Exercise brief
Every line below must be reproduced exactly. Copy them all.

[Coordinate labeling data]
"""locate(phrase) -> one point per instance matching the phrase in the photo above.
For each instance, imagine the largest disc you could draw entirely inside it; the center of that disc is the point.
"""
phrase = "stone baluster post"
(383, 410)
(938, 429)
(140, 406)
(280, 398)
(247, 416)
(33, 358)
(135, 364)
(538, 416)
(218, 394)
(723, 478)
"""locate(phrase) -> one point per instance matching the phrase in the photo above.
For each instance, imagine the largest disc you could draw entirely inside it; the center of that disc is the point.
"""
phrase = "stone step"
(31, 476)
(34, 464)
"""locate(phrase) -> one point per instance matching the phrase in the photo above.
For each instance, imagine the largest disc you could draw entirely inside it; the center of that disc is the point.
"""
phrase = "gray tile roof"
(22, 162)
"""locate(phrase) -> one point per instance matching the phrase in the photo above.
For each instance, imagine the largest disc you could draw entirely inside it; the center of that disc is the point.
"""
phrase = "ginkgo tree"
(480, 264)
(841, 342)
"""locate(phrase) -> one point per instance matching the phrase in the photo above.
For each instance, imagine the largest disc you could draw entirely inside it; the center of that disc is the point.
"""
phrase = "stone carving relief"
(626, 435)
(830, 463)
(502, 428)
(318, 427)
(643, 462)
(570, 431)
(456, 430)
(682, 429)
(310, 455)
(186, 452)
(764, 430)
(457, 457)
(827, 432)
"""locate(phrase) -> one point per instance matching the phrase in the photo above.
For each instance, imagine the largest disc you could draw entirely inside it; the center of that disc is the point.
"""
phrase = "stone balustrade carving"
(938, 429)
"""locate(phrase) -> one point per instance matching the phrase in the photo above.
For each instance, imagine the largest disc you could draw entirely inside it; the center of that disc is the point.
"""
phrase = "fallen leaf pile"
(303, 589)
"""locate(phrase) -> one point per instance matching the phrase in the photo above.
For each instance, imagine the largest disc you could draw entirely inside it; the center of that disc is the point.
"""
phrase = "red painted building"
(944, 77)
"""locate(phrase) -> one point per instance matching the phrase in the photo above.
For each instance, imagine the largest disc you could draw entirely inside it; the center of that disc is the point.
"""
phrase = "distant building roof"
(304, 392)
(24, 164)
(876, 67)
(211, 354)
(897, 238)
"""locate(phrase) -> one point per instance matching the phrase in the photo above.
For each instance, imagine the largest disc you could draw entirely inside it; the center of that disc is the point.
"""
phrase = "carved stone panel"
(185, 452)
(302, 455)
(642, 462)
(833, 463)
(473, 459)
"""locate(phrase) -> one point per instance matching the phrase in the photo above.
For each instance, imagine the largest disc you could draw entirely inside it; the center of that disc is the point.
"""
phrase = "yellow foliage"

Written answer
"""locate(phrase) -> one point per instance matching the phrase in the photo above.
For each instance, imagine the largest disc you could draw entirely inside it; the center of that disc is the point.
"""
phrase = "stone baluster post"
(383, 410)
(938, 429)
(140, 406)
(280, 398)
(247, 416)
(33, 358)
(135, 364)
(538, 416)
(218, 394)
(723, 478)
"""locate(phrase) -> one point per instance matching the phrase in the photo above.
For each instance, imagine the largest disc you could draw entirely inside it; the center of that disc is the point.
"""
phrase = "stone step"
(31, 476)
(34, 464)
"""locate(phrase) -> one point per instance matching the phrase in the photo above.
For each instance, imagine the largest disc you could draw entirely inside it; the center of that disc is the point.
"""
phrase = "gray tile roof"
(22, 162)
"""locate(phrase) -> one point per instance matching the phrase in the photo above.
For each instance, imagine the largest disc you could draw entirely inside it; the center of that disc is the point.
"""
phrase = "ginkgo tree"
(480, 264)
(841, 342)
"""locate(phrase) -> one point per instance matching the phrase in the photo above.
For each instance, imagine the largest disc you could draw entirely inside it; the center of that disc is the point.
"""
phrase = "stone carving relief"
(626, 435)
(830, 463)
(502, 428)
(318, 427)
(643, 462)
(570, 431)
(456, 430)
(682, 429)
(310, 455)
(186, 452)
(764, 430)
(457, 457)
(827, 432)
"""locate(phrase) -> one point per instance matching the phrase in the photo above.
For each instance, imagine the largest disc you could draw entirely inside it; the center of that disc is the point.
"""
phrase = "stone balustrade carving"
(938, 429)
"""locate(phrase) -> one point per instance matching the phrase in the photo above.
For each instance, imagine the largest disc you could draw entirely inside it; the center of that disc is the point.
"""
phrase = "fallen leaf pile"
(303, 589)
"""locate(phrase) -> one point per instance matching the phrase in the photo above.
For each instance, imagine the largest disc you could draw entirely inside it; the center of that disc is the point.
"""
phrase = "red painted building"
(944, 77)
"""locate(phrase) -> one point per instance matching the phrase in the photo above.
For each instance, imagine the largest disc you could draw entirely inside it; the center of that disc is the point.
"""
phrase = "distant building roof"
(304, 392)
(24, 164)
(876, 67)
(211, 354)
(897, 238)
"""locate(phrase) -> one point per instance matching the phrase in the photo above.
For each instance, imagine the largest disc you could draw entirely inside it; the center of that disc is the point.
"""
phrase = "carved stone panel"
(185, 452)
(302, 455)
(642, 462)
(833, 463)
(473, 459)
"""locate(phrase) -> one point per instance matching the phrase in the photo above.
For each instance, imagine the largest disc you could draw entirely inside it; the center of that disc is the point.
"""
phrase = "yellow foliage"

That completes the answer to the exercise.